• _GOAL OF THE EXERCISE_: Exactly as written and without the pictures, output the entries below.

Stored dataset items
-=-=-=-=-
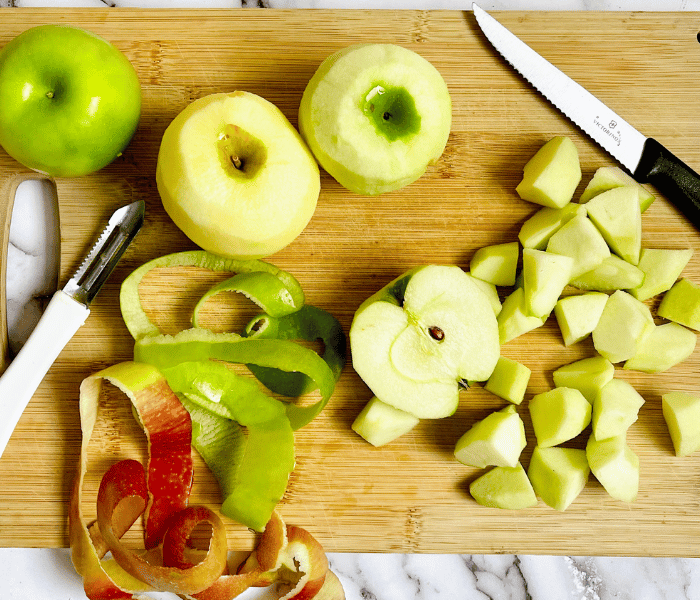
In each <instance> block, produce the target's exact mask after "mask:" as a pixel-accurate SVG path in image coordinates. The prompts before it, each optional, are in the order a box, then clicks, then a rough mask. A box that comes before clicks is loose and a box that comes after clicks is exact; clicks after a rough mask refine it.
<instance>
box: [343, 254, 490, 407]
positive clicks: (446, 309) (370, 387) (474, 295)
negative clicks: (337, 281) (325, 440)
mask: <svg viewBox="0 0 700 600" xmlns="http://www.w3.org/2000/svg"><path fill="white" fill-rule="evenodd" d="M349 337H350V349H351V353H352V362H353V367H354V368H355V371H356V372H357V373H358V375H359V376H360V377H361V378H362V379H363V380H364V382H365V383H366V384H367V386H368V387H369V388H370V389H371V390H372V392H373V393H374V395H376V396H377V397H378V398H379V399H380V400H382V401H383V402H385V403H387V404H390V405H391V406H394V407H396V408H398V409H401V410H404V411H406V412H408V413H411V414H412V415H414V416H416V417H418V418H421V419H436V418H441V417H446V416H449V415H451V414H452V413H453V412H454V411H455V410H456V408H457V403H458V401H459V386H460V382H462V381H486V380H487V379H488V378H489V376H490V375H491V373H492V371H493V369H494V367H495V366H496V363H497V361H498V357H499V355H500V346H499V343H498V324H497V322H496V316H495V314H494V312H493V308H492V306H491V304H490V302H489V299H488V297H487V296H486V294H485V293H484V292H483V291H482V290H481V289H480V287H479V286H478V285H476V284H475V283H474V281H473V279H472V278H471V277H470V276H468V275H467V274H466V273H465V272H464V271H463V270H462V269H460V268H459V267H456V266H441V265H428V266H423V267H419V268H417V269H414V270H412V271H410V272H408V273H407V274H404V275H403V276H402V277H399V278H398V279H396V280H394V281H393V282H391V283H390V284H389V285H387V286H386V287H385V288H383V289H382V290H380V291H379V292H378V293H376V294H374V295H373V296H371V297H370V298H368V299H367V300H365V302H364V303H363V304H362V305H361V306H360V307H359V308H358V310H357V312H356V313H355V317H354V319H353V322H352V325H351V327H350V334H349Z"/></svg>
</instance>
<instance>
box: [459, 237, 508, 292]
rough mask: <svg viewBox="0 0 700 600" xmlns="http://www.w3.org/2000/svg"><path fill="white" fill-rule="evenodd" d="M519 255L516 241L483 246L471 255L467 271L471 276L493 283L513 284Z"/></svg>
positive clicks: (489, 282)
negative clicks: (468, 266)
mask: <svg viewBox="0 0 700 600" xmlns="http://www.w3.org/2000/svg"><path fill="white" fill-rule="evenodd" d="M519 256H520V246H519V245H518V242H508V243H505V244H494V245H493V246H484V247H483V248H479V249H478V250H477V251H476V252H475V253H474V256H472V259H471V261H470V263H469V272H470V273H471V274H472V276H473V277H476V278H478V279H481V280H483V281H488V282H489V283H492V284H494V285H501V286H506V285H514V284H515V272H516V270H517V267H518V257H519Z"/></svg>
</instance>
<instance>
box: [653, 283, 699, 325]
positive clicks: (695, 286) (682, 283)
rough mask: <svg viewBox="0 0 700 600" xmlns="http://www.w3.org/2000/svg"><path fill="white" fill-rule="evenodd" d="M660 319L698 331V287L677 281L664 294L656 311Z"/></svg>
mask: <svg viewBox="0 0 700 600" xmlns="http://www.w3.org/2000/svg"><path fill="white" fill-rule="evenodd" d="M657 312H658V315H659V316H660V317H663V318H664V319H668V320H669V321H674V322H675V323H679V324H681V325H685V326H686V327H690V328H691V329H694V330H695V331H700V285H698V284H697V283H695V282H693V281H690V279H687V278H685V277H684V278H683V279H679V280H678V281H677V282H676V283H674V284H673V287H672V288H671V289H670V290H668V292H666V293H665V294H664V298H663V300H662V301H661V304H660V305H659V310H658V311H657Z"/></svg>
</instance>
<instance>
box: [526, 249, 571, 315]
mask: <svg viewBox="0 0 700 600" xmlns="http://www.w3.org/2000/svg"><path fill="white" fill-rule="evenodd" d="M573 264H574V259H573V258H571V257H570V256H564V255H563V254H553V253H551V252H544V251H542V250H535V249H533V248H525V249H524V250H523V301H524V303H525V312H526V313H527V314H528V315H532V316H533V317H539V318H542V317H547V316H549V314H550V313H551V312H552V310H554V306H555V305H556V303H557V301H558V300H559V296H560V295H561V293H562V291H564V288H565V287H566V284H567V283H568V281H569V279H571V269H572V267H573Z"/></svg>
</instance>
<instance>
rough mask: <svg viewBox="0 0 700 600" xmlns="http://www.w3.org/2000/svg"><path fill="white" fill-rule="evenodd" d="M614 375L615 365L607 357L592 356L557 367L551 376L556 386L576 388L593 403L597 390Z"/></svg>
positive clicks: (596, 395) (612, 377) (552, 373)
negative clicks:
-=-=-=-=-
• _WRITTEN RESPONSE_:
In each <instance> block, produce the target's exact mask after "mask:" as a pixel-accurate SVG path in image coordinates. The prompts before it, each optional, are in the order a box, then clicks, then a rough mask. A box that comes before clicks is loose and a box that comes after clicks is exact; clicks after a rough mask refine it.
<instance>
box: [343, 254, 490, 407]
positive clicks: (446, 309) (370, 387) (474, 295)
negative clicks: (337, 281) (325, 440)
mask: <svg viewBox="0 0 700 600" xmlns="http://www.w3.org/2000/svg"><path fill="white" fill-rule="evenodd" d="M349 337H350V349H351V353H352V362H353V367H354V368H355V371H356V372H357V373H358V375H359V376H360V377H361V378H362V379H363V380H364V382H365V383H366V384H367V386H368V387H369V388H370V389H371V390H372V392H373V393H374V395H376V396H377V397H378V398H379V399H380V400H382V401H383V402H385V403H387V404H390V405H391V406H394V407H396V408H398V409H401V410H404V411H406V412H408V413H411V414H412V415H414V416H416V417H418V418H421V419H436V418H441V417H446V416H449V415H451V414H452V413H453V412H454V411H455V410H456V408H457V403H458V401H459V386H460V382H462V381H486V380H487V379H488V378H489V376H490V375H491V373H492V371H493V369H494V367H495V366H496V363H497V361H498V357H499V355H500V346H499V343H498V324H497V322H496V316H495V314H494V312H493V308H492V306H491V304H490V302H489V299H488V297H487V296H486V294H485V293H484V292H483V291H482V290H481V289H480V287H479V286H478V285H476V284H475V283H474V281H473V279H472V278H471V277H470V276H468V275H467V274H466V273H465V272H464V271H463V270H462V269H460V268H459V267H456V266H441V265H428V266H423V267H419V268H417V269H414V270H412V271H410V272H408V273H407V274H404V275H403V276H402V277H399V278H398V279H396V280H394V281H393V282H391V283H390V284H389V285H387V286H386V287H385V288H383V289H382V290H380V291H379V292H378V293H376V294H374V295H373V296H371V297H370V298H368V299H367V300H365V302H364V303H363V304H362V305H361V306H360V307H359V308H358V310H357V312H356V313H355V317H354V319H353V322H352V325H351V327H350V334H349Z"/></svg>
</instance>
<instance>
box: [459, 237, 508, 292]
rough mask: <svg viewBox="0 0 700 600" xmlns="http://www.w3.org/2000/svg"><path fill="white" fill-rule="evenodd" d="M519 255L516 241L483 246L471 255L467 271L471 276L493 283L513 284Z"/></svg>
positive clicks: (489, 282)
negative clicks: (468, 266)
mask: <svg viewBox="0 0 700 600" xmlns="http://www.w3.org/2000/svg"><path fill="white" fill-rule="evenodd" d="M519 256H520V246H519V245H518V242H508V243H505V244H494V245H493V246H484V247H483V248H479V249H478V250H477V251H476V252H475V253H474V256H472V259H471V261H470V263H469V272H470V273H471V274H472V276H473V277H476V278H478V279H481V280H483V281H488V282H489V283H492V284H494V285H501V286H506V285H514V284H515V272H516V270H517V267H518V257H519Z"/></svg>
</instance>
<instance>
box: [653, 283, 699, 325]
positive clicks: (695, 286) (682, 283)
rough mask: <svg viewBox="0 0 700 600" xmlns="http://www.w3.org/2000/svg"><path fill="white" fill-rule="evenodd" d="M660 319L698 331V287L677 281L664 294L656 311Z"/></svg>
mask: <svg viewBox="0 0 700 600" xmlns="http://www.w3.org/2000/svg"><path fill="white" fill-rule="evenodd" d="M657 312H658V315H659V316H660V317H663V318H664V319H668V320H669V321H674V322H675V323H679V324H681V325H685V326H686V327H690V328H691V329H694V330H695V331H700V285H698V284H697V283H695V282H693V281H690V279H687V278H685V277H684V278H683V279H679V280H678V281H677V282H676V283H674V284H673V287H672V288H671V289H670V290H668V292H666V293H665V294H664V298H663V300H662V301H661V304H660V305H659V310H658V311H657Z"/></svg>
</instance>
<instance>
box: [526, 249, 571, 315]
mask: <svg viewBox="0 0 700 600" xmlns="http://www.w3.org/2000/svg"><path fill="white" fill-rule="evenodd" d="M573 264H574V259H573V258H571V257H570V256H564V255H563V254H553V253H551V252H544V251H542V250H535V249H533V248H525V249H524V250H523V301H524V303H525V312H526V313H527V314H528V315H532V316H533V317H539V318H542V317H547V316H549V314H550V313H551V312H552V310H554V306H555V305H556V303H557V301H558V300H559V296H560V295H561V293H562V291H564V288H565V287H566V284H567V283H568V281H569V279H571V269H572V267H573Z"/></svg>
</instance>
<instance>
rough mask: <svg viewBox="0 0 700 600" xmlns="http://www.w3.org/2000/svg"><path fill="white" fill-rule="evenodd" d="M614 375L615 365L607 357L592 356L557 367L551 376L556 386L576 388L593 403L597 390Z"/></svg>
positive clicks: (596, 395) (612, 377) (552, 373)
negative clicks:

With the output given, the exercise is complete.